> _Task to carry out_
Each line that follows should be printed again exactly as it stands.

━━━━━ Data extract

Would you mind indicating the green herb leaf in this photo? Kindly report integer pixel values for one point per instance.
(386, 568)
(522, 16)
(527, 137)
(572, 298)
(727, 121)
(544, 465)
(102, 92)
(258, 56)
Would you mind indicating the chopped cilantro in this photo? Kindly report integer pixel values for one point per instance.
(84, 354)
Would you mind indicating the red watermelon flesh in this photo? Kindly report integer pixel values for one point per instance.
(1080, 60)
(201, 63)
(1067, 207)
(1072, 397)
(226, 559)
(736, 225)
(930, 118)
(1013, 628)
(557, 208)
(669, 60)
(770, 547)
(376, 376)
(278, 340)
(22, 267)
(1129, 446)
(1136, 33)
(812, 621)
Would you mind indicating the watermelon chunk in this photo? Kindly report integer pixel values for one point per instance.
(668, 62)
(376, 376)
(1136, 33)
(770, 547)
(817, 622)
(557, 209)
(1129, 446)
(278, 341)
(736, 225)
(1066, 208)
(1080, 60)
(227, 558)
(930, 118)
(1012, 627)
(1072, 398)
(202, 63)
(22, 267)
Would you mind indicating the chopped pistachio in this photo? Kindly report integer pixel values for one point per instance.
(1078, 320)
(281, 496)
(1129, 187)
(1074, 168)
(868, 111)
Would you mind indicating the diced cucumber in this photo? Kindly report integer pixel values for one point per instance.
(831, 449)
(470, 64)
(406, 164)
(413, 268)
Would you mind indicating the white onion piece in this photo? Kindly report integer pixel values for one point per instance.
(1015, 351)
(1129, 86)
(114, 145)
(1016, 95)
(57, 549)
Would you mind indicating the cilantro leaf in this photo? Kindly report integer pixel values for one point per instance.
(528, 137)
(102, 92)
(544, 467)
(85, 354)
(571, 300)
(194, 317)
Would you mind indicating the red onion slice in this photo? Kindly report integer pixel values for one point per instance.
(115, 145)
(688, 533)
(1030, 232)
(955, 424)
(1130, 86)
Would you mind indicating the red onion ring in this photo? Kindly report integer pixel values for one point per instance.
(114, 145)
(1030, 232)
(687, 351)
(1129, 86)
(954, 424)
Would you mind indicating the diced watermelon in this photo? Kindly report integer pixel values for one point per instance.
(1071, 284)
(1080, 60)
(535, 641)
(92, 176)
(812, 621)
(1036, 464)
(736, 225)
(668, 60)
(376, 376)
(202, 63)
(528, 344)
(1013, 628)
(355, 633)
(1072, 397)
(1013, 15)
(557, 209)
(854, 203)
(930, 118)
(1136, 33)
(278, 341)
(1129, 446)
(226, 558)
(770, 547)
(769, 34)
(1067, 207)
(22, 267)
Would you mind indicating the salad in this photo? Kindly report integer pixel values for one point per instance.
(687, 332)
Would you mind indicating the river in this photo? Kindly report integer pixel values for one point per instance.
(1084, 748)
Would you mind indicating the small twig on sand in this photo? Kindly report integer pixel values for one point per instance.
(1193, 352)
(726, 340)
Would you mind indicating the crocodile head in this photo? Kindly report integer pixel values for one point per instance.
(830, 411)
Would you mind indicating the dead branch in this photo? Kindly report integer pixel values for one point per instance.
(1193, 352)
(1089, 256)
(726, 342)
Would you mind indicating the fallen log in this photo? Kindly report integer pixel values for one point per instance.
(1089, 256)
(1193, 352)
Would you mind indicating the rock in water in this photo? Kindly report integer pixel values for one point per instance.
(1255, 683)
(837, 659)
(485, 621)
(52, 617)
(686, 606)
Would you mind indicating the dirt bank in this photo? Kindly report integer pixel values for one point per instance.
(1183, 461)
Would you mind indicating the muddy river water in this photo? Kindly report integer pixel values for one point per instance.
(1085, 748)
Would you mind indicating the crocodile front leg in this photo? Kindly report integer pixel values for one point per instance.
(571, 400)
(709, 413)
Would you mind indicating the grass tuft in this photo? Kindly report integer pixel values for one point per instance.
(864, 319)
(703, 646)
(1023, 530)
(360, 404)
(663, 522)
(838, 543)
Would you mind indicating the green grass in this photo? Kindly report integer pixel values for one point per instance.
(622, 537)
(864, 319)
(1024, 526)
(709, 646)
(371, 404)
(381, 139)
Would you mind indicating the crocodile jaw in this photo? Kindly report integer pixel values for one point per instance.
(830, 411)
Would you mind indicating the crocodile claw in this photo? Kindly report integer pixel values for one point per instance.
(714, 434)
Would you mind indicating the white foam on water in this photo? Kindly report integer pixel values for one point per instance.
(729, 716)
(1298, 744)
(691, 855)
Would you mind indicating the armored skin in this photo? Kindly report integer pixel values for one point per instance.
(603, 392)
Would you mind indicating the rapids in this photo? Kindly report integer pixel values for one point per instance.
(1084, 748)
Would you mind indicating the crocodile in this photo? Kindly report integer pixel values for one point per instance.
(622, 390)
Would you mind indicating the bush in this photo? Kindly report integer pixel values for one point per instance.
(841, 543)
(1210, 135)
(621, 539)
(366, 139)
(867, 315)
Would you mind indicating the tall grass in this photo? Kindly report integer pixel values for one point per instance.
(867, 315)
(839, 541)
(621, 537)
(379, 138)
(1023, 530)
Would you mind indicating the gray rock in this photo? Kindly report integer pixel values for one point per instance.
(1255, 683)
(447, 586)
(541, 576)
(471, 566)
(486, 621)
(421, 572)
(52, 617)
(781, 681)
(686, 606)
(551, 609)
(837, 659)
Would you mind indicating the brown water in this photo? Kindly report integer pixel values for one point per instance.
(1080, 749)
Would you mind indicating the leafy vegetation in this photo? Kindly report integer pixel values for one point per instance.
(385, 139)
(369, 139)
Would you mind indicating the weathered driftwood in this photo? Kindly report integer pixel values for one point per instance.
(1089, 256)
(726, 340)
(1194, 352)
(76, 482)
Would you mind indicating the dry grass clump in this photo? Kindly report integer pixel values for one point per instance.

━━━━━━━━━━

> _Result of the task_
Would you mind indicating the green herb leaf in this photo? Kindly report integer pixel values for one point per instance.
(386, 568)
(522, 16)
(527, 137)
(572, 298)
(727, 121)
(544, 465)
(102, 92)
(258, 56)
Would you mind indicating the chopped cilantro in this photo? Kindly report integer pixel values for one point per instance.
(84, 354)
Would you mind indicating the red watermelon flesh in this photo? Kindly report integer pixel values for one point per instance.
(1080, 60)
(201, 63)
(1067, 207)
(1072, 397)
(226, 559)
(736, 225)
(930, 118)
(1013, 628)
(557, 208)
(669, 60)
(770, 547)
(376, 376)
(278, 340)
(22, 267)
(1129, 446)
(1136, 33)
(812, 621)
Would you mind indicating the watermelon chunk in this photo? Kindly report integer pixel values for one point per instance.
(668, 62)
(376, 376)
(1136, 33)
(770, 547)
(817, 622)
(557, 209)
(1129, 446)
(278, 341)
(736, 225)
(1066, 208)
(1080, 60)
(227, 558)
(930, 118)
(1012, 627)
(1072, 398)
(202, 63)
(22, 267)
Would you mind indicating the chopped pistachio in this photo? Kindly report integer pixel values for one point per instance.
(1078, 320)
(281, 496)
(1129, 187)
(1074, 168)
(868, 111)
Would you mind indicating the diced cucumber in this photo? Kindly report integer pixel values for one point per instance.
(831, 449)
(470, 64)
(406, 164)
(413, 268)
Would you mind indicating the white onion piece in this photo? Kindly report integer pixel values for one point per instance.
(1015, 351)
(1129, 86)
(114, 145)
(1016, 95)
(57, 549)
Would you mind indicating the cilantro leaf in this photo? Kindly report integer pixel values for one point per instance.
(528, 137)
(102, 92)
(544, 467)
(85, 354)
(571, 300)
(194, 317)
Would you mind indicating the red onion slice in this photo? Kindly report integer pixel values for one point per instance.
(115, 145)
(688, 533)
(1030, 232)
(955, 424)
(1130, 86)
Would you mind indicating the red onion ring in this photo? Kindly report integer pixel values for one point per instance.
(114, 145)
(1030, 232)
(687, 351)
(1129, 86)
(954, 424)
Would you mind indicating the diced watermelon in this photo? Kindly report integer pixel values for one point per instance.
(1071, 284)
(1080, 60)
(535, 641)
(92, 176)
(812, 621)
(1036, 464)
(736, 225)
(668, 60)
(376, 376)
(202, 63)
(528, 344)
(1013, 628)
(355, 633)
(1072, 397)
(1013, 15)
(557, 209)
(854, 203)
(930, 118)
(1136, 33)
(278, 341)
(1129, 446)
(226, 558)
(770, 547)
(769, 34)
(1067, 207)
(22, 267)
Would you mind indicating the salad in this photo? Kindly report integer pixel values for one point per instance.
(687, 332)
Would you mind indicating the river in this photo? Kindly report integer pixel values for one point per instance.
(1084, 748)
Would you mind indicating the small twig on sand in this photo? Kindly report integer pixel values for one point per instance.
(1193, 352)
(726, 340)
Would you mind indicating the crocodile head in this photo? Kindly report integer pixel values for one point per instance.
(830, 411)
Would you mind indicating the dead branch in this photo? Kindly report integer pixel values for one point per instance.
(1193, 352)
(1089, 256)
(726, 342)
Would you mind indicating the fallen log in this photo? Kindly report integer pixel values for one point per instance.
(1089, 256)
(1193, 352)
Would you mind indicating the rock in water in this photo? Kindly report integer pixel values for one point per instance.
(1255, 683)
(837, 659)
(485, 621)
(52, 617)
(686, 606)
Would you mind indicating the dirt bank in this photo? Kindly report integer pixel values for one point per instance.
(1183, 461)
Would you mind indicating the muddy river water in this photo? Kindly report integer pixel values for one point per instance.
(1085, 748)
Would you mind indicating the crocodile front leg in this photo? Kindly report integer pixel values for one point per instance.
(571, 400)
(709, 413)
Would you mind indicating the grass tuft in this photo? Kindly report integer pixel values for one point per instance.
(864, 319)
(703, 646)
(1023, 530)
(360, 404)
(663, 522)
(838, 543)
Would you mind indicating the green grass in this photo? Kindly report integer pixel values for one point per instance.
(622, 537)
(864, 319)
(1024, 526)
(709, 646)
(371, 404)
(381, 139)
Would you mind indicating the crocodile jaw in this photo? Kindly report integer pixel values for one point per instance.
(830, 411)
Would you mind indicating the crocodile claw in this photo? Kindly report integer pixel values for one point per instance.
(714, 434)
Would you mind indicating the white foam on water in this photo? Kindly report integer pixel values for one point per instance.
(729, 716)
(1298, 744)
(691, 855)
Would you mind indicating the armored skin in this photo? Kindly report integer pixel values for one point per instance.
(603, 392)
Would you mind indicating the rapids in this photo? Kindly report integer pixel values for one point per instance.
(1084, 748)
Would you mind indicating the crocodile in this photo? Kindly report integer pixel values for one point per instance.
(622, 390)
Would you mind indicating the bush in this photo? Kindly report integer pixel values for one point per instance.
(841, 543)
(1210, 135)
(621, 539)
(366, 139)
(867, 315)
Would you mind indicating the tall grass in this photo? Kindly report integer pixel values for one point per instance.
(867, 315)
(839, 541)
(621, 537)
(379, 138)
(1023, 530)
Would you mind indicating the gray rock in this photo? Kindly report integer pixel values for one point per instance.
(1255, 683)
(447, 586)
(541, 576)
(471, 566)
(486, 621)
(421, 572)
(52, 617)
(781, 681)
(686, 606)
(551, 609)
(837, 659)
Would you mind indicating the brown water in this photo? Kindly report integer pixel values for one point per instance.
(1080, 749)
Would you mind indicating the leafy vegetation in this photo? Kindly report integer pixel values for one point per instance.
(385, 139)
(369, 139)
Would you mind indicating the weathered driftwood in this photo? Kindly report integer pixel values for one point per instance.
(1089, 256)
(726, 340)
(1194, 352)
(76, 482)
Would you mind indicating the dry grass clump in this photo? Kindly report integer pixel values for one point per instance.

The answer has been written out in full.